Top of Supplied data

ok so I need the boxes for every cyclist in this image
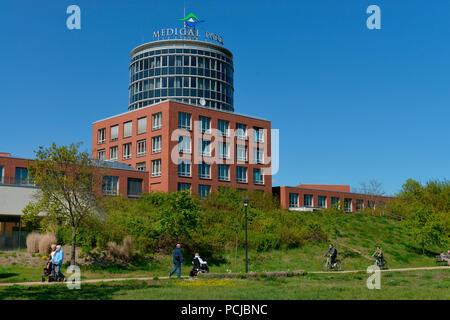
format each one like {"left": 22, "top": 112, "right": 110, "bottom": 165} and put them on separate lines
{"left": 324, "top": 244, "right": 338, "bottom": 268}
{"left": 372, "top": 246, "right": 384, "bottom": 267}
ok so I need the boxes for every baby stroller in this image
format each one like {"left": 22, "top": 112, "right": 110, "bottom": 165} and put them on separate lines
{"left": 189, "top": 257, "right": 209, "bottom": 277}
{"left": 42, "top": 259, "right": 56, "bottom": 282}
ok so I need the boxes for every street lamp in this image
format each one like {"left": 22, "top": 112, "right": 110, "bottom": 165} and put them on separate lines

Bottom of Supplied data

Problem => In the listing above, the line with "ok so I need the boxes for every street" starts the part to copy. Copy it through the last line exactly, with nothing else.

Exercise solution =>
ok so I need the boxes for every street lamp in this image
format each one like {"left": 22, "top": 112, "right": 110, "bottom": 165} and put them on separate lines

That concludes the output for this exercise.